_요청 사항_
아래 목록 전체를 한 줄당 문자열 하나씩 담은 JSON 배열로 변환해 주시겠어요? 빈 줄은 넣지 말고, 사진은 결과에서 빼 주세요.

_목록 발췌_
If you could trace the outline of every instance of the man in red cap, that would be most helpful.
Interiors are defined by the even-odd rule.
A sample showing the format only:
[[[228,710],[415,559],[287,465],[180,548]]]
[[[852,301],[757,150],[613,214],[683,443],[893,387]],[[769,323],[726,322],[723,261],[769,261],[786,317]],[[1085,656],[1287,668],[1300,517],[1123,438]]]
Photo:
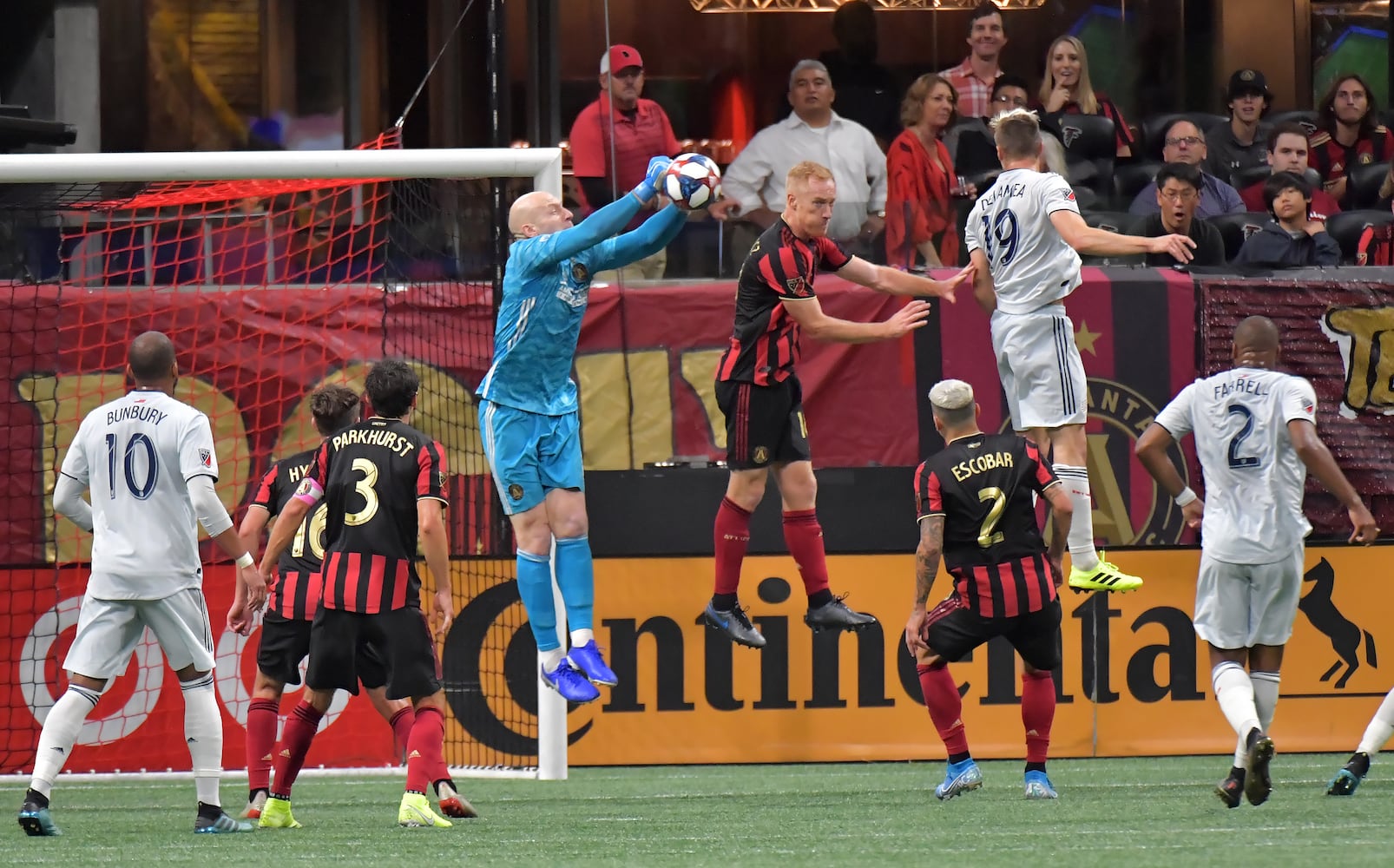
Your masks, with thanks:
[[[581,109],[572,124],[572,173],[581,184],[585,203],[599,208],[613,202],[644,180],[648,159],[655,153],[676,156],[679,150],[673,125],[662,106],[643,99],[644,59],[638,49],[612,45],[601,57],[601,93]],[[652,215],[645,209],[634,217],[634,228]],[[668,265],[668,252],[627,265],[619,272],[601,272],[594,280],[659,280]]]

_결과_
[
  "If you could trace the outline of every instance of the man in red cap, that would be most helpful.",
  "Interiors are defined by the even-odd rule.",
  "A sample showing the format only:",
  "[[[228,710],[415,559],[287,465],[180,548]]]",
  "[[[852,301],[757,150],[613,214],[683,443],[893,387]],[[769,323],[726,322],[723,261],[769,261],[786,317]],[[1085,656],[1287,668],[1300,517],[1123,438]]]",
  "Photo:",
  "Your masks, with thanks:",
  "[[[581,109],[572,124],[572,173],[581,184],[585,203],[599,208],[613,202],[644,180],[648,159],[655,153],[676,156],[679,150],[673,125],[662,106],[643,99],[644,59],[638,49],[612,45],[601,57],[601,93]],[[652,215],[645,209],[634,217],[634,228]],[[668,265],[668,252],[627,265],[619,272],[601,272],[594,280],[659,280]]]"
]